◆ **WRITTEN INSTRUCTION**: List every line in the records below that contains the word "object", matching case exactly.

◆ **EXERCISE INPUTS**:
+ + +

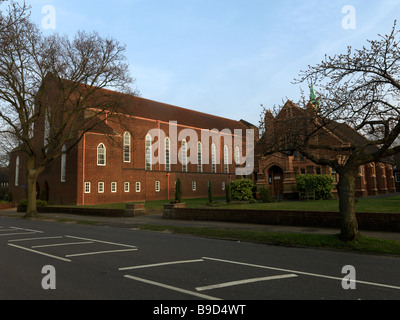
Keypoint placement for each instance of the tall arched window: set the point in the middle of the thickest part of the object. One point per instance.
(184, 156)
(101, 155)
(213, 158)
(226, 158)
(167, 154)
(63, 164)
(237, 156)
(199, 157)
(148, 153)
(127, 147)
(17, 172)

+ + +

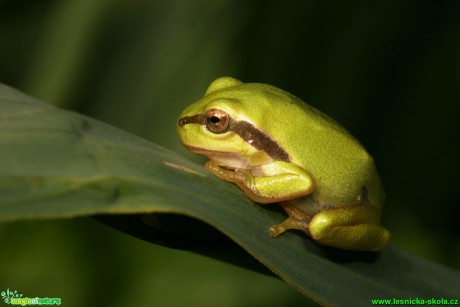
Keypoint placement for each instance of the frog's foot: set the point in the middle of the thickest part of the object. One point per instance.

+ + +

◆ **EXERCISE SOLUTION**:
Keypoint placement for each instance of the tall arched window: set the point in the middle of the thickest part of the object. One point per instance.
Keypoint placement for each instance of the frog's foot: set the point in the middle of the thickest part of the object. One point per instance.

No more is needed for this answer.